- [Exercise instructions]:
Copy every one of the records below word for word, changing nothing.

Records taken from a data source
==================================================

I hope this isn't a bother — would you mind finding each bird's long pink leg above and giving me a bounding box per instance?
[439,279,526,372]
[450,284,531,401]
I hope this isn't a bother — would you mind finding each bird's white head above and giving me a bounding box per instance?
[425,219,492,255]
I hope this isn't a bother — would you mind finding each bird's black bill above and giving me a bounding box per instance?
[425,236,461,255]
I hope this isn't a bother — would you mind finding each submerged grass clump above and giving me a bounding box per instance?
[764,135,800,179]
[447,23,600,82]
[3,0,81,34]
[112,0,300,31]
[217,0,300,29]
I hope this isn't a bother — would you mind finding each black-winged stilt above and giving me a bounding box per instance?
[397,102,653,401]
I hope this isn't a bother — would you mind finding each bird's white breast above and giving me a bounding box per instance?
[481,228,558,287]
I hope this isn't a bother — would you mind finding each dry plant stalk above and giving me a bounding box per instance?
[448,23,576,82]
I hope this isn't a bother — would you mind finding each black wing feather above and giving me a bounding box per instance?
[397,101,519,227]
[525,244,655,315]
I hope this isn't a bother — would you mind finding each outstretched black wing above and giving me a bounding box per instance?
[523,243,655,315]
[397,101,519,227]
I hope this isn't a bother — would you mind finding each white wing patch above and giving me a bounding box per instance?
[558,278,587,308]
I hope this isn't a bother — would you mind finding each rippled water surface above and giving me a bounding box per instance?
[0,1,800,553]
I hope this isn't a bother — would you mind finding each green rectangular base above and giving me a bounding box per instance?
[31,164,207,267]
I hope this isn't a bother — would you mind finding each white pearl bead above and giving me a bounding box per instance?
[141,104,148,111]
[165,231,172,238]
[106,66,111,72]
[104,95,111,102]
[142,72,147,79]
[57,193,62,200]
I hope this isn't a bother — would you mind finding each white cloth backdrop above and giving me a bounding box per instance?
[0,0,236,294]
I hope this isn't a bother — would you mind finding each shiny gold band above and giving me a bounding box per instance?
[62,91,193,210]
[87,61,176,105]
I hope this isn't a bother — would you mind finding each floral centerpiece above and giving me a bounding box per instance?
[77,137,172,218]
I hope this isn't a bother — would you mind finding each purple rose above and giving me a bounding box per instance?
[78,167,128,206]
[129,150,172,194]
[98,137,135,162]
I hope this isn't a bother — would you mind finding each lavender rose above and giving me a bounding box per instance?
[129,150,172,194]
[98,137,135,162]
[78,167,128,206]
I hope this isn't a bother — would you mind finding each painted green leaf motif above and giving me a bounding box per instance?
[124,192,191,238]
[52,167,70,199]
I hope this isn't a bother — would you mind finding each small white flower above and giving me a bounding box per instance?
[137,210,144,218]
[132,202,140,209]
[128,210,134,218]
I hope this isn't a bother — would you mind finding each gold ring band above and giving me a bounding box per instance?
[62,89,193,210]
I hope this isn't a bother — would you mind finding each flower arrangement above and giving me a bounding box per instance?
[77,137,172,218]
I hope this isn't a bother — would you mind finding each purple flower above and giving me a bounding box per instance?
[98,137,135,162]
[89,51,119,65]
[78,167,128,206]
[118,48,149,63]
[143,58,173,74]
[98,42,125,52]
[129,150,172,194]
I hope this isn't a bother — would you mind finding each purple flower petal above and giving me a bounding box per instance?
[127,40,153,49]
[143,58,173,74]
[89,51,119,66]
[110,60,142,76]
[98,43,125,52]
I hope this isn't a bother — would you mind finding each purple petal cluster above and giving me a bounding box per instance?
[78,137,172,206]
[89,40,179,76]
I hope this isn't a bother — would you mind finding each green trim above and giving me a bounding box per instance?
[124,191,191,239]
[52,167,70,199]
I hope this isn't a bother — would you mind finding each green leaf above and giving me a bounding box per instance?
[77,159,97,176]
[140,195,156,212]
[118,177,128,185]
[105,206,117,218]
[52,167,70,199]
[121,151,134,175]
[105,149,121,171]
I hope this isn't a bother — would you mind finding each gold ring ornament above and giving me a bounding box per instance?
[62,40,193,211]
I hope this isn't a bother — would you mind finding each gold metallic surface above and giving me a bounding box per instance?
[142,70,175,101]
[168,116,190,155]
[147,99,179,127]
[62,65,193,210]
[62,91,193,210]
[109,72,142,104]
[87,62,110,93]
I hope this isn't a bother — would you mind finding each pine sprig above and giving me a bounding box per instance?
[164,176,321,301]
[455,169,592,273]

==================================================

- [Right answer]:
I hope this isn't a bother — would you mind finding each bird's long pink leg above and giving me a bounding box per instance?
[439,279,526,372]
[450,284,531,401]
I hope this isn't a bother — would you mind finding each bird's white head above and giving me a bounding box per instance?
[425,219,492,255]
I hope this isn't a bother — would you mind finding each bird's black bill above and giving me a bounding box per instance?
[425,236,461,255]
I hope this isn't a bother — would you mind finding each submerged grass clump above and giving me a bounding box per instance?
[764,135,800,179]
[447,23,600,82]
[3,0,81,34]
[112,0,300,31]
[217,0,300,29]
I hope this isn't a bother — would you mind finding each black-winged stilt above and giving me a bounding box per instance?
[397,102,653,401]
I hope this isn't a bother — would you mind finding each bird's white breast above and giving me a bounding box per instance?
[481,228,558,287]
I hope this isn't a bother — would you mind finding each dry plant stalk above and giving me a bounding box per instance?
[448,23,576,82]
I hope this isn't a bother — would you mind finding each black wing feather above and giving me a bounding box per instance?
[397,101,519,227]
[525,244,655,315]
I hope this isn't a bother — would you mind finding each outstretched black wing above and giving me a bounding box per instance?
[523,243,655,315]
[397,101,519,227]
I hope this isn't a bother — would you mind finding each white wing patch above and giving me a bounding box per instance?
[558,278,587,308]
I hope this isn't a bother — would you mind finding each rippled water surface above and giving me a bounding box per instance?
[0,1,800,553]
I hope this isn't a bother — would you mind finding each green rectangular base above and giving me a bounding box per instance?
[31,164,207,267]
I hope this isn't a bother — would you mind finding each white pearl bead above and giving me a bounding box per instance?
[141,104,148,111]
[165,231,172,238]
[106,66,111,72]
[104,95,111,102]
[142,72,147,79]
[57,193,62,200]
I hope this isn't a bother — would you mind finding each white cloth backdrop above and giving me a bounding box per instance?
[0,0,236,294]
I hope this isn't a bother — would you mind finding each shiny gold band above and giving me a bounding box per instance?
[62,91,193,210]
[87,61,176,105]
I hope this isn't a bother — would you mind finding each floral centerpiece above and giving me a bounding box per instance?
[77,137,172,218]
I hope this isn't a bother — would you mind finding each purple rose above and giving me a bounding box per instance?
[78,167,128,206]
[129,150,172,194]
[98,137,135,162]
I hope this isn't a bother — would you mind finding each lavender rose above and giving me a bounding box per instance?
[129,150,172,194]
[98,137,135,162]
[78,167,128,206]
I hope this isn't a bother — would you mind finding each painted green leaf motif above and giving me a bounding box per instance?
[124,192,191,238]
[52,167,70,199]
I hope this isn't a bother — would you mind finding each small white flower above and giving me a bounding box per instance?
[137,210,144,218]
[132,202,140,209]
[128,210,134,218]
I hope this isn't a bother — would you mind finding each gold ring band above and giving me a bounding box per instance?
[62,89,193,210]
I hope this isn't a bother — would you mind finding each flower arrangement above and giving me a bounding box per instance?
[77,137,172,218]
I hope this isn't a bother — would you mind finding each purple flower above and giving me a bounding box per instance?
[98,137,135,162]
[89,51,119,65]
[78,167,128,206]
[118,48,149,63]
[143,58,173,74]
[98,42,125,52]
[129,150,172,194]
I hope this isn't a bother — would you mind finding each purple flower petal above and giving me a bounding box per instance?
[127,40,153,49]
[143,58,173,74]
[89,51,119,66]
[110,60,142,76]
[98,43,125,52]
I hope this isn't a bother — would you mind finding each purple petal cluster above and giving me a bounding box per instance?
[78,137,172,206]
[89,40,179,76]
I hope this isn't a bother — would you mind finding each green trim above and giving me a bounding box per instance?
[124,191,191,239]
[52,167,70,199]
I hope this isn't a bother — would you mind finding each green leaf above and giving me a bounding box per instance?
[77,159,97,176]
[140,195,156,212]
[118,177,128,185]
[105,206,117,218]
[52,167,70,199]
[121,151,134,175]
[105,149,121,171]
I hope this isn't a bother — would you mind finding each gold ring ornament above and giving me a bounding box per instance?
[62,40,193,211]
I hope this isn't a bother — would you mind finding each gold metallic surface above and giving me a bounding box per instance?
[142,70,175,101]
[168,116,190,155]
[147,99,179,127]
[62,65,193,210]
[62,91,193,210]
[109,72,142,104]
[87,62,110,93]
I hope this isn't a bother — would you mind finding each pine sprig above and giving me a bounding box per instance?
[164,176,321,301]
[455,169,592,273]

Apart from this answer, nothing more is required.